[Outline labeling records]
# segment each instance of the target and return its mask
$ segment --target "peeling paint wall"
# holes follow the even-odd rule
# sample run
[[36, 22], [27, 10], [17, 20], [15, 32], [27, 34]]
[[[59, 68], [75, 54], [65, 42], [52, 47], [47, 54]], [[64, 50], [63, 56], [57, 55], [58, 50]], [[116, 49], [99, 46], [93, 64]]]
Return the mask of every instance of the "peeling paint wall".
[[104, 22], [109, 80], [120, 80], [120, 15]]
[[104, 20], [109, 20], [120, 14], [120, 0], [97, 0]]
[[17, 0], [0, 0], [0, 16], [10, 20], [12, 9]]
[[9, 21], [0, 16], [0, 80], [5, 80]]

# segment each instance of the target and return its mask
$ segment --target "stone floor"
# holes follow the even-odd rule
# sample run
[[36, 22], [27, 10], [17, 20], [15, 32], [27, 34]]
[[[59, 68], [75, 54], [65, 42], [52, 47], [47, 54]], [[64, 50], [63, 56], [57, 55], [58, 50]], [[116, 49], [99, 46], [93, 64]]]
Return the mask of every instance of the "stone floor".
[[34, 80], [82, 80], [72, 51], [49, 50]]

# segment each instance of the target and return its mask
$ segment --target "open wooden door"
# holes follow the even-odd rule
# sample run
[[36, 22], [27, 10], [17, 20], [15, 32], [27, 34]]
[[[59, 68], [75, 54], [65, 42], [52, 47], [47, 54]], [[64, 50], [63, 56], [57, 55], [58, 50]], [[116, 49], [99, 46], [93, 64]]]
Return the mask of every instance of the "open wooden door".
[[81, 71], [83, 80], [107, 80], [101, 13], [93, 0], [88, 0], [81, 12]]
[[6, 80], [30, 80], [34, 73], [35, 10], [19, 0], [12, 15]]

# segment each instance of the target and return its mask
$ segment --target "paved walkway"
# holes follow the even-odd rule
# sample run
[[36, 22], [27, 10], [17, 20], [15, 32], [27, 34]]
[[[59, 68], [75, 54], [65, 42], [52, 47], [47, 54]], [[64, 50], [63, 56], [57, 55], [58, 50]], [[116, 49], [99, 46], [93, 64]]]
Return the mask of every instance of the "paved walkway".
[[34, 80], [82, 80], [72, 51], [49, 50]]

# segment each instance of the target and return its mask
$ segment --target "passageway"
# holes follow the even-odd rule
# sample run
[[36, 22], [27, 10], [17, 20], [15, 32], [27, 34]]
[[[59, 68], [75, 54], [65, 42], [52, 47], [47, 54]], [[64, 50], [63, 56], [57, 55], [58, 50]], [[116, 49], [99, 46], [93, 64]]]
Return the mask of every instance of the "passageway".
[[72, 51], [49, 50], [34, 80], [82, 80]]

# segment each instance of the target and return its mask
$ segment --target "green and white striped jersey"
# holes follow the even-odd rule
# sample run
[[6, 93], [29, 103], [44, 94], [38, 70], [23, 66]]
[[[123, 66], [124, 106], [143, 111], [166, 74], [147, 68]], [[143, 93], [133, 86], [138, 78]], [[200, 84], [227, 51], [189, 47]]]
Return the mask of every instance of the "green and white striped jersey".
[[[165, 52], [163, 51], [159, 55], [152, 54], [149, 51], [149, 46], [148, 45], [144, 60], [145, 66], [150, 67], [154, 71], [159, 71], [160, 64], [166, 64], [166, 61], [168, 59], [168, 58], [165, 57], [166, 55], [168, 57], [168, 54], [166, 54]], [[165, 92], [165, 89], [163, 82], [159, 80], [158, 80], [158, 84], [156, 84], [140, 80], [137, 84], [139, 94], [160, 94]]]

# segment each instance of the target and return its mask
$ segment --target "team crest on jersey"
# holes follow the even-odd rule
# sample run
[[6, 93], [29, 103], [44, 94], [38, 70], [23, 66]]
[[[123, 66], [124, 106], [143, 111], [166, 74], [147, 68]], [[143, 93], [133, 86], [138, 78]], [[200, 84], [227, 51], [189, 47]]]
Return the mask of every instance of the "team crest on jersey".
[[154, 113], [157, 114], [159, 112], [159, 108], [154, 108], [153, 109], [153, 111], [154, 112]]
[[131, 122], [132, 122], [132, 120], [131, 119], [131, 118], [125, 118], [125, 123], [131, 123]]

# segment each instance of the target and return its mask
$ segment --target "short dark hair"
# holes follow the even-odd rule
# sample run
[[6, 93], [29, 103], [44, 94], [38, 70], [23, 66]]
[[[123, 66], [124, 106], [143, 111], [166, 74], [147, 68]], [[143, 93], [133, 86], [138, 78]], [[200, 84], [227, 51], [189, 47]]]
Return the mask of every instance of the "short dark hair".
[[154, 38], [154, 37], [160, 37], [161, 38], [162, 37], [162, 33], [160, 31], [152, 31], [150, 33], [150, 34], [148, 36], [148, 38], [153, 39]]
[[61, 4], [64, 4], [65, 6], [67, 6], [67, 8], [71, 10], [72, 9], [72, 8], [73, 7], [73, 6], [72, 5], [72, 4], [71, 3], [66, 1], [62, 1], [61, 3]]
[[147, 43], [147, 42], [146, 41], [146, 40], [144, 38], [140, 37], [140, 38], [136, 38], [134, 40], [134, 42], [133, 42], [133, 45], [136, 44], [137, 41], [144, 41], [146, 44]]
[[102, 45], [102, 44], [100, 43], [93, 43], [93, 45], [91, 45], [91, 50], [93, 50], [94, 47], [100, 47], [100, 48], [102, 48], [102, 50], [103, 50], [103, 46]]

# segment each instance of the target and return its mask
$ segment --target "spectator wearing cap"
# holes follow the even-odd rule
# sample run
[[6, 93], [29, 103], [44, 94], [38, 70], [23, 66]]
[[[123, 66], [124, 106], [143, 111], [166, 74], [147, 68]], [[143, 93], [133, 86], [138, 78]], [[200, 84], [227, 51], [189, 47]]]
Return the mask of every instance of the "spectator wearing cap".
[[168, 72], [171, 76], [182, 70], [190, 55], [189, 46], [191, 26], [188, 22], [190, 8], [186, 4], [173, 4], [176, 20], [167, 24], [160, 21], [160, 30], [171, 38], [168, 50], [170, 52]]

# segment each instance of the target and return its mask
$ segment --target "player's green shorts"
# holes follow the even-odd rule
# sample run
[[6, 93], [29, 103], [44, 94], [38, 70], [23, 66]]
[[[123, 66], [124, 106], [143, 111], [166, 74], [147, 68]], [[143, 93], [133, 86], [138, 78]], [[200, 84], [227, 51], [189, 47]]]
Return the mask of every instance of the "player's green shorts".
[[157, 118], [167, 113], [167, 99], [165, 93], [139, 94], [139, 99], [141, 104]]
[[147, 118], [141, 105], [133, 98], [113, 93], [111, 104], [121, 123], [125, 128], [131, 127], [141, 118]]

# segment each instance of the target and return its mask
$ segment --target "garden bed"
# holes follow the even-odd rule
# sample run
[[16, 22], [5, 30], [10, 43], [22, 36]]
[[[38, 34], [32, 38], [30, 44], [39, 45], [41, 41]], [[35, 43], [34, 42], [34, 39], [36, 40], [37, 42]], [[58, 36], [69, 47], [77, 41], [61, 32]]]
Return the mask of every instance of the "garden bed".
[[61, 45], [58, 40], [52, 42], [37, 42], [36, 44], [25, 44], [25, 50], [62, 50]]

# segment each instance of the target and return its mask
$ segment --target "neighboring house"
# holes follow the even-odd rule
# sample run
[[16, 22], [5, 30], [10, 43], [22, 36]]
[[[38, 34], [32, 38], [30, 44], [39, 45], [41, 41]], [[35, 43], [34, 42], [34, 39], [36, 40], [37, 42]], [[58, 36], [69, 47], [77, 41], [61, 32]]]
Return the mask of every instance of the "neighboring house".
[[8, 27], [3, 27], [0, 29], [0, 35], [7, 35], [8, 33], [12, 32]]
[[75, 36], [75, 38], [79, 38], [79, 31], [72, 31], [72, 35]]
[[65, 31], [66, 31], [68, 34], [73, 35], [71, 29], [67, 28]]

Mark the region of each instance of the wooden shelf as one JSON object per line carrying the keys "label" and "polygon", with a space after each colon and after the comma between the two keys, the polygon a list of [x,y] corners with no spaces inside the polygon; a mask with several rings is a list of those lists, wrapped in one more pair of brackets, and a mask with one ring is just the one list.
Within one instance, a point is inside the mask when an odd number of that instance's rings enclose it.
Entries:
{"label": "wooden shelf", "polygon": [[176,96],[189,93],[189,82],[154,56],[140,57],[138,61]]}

● WHAT THIS TASK INVOLVES
Exactly reproduce the lines from the one containing "Mark the region" through the end of the records, and only those lines.

● FULL SOLUTION
Mark the region of each instance of the wooden shelf as one JSON object per line carrying the keys "label" and "polygon", with a space after each colon and after the comma between the two keys, the polygon a list of [x,y] corners with no spaces inside the polygon; a mask with several rings is a list of those lists, wrapped in one more pair of brackets, and a mask with one ring is just the one list.
Within one instance, a point is inside the mask when an odd number of that instance's rings enclose it.
Entries:
{"label": "wooden shelf", "polygon": [[176,96],[189,93],[189,82],[154,56],[140,57],[138,61]]}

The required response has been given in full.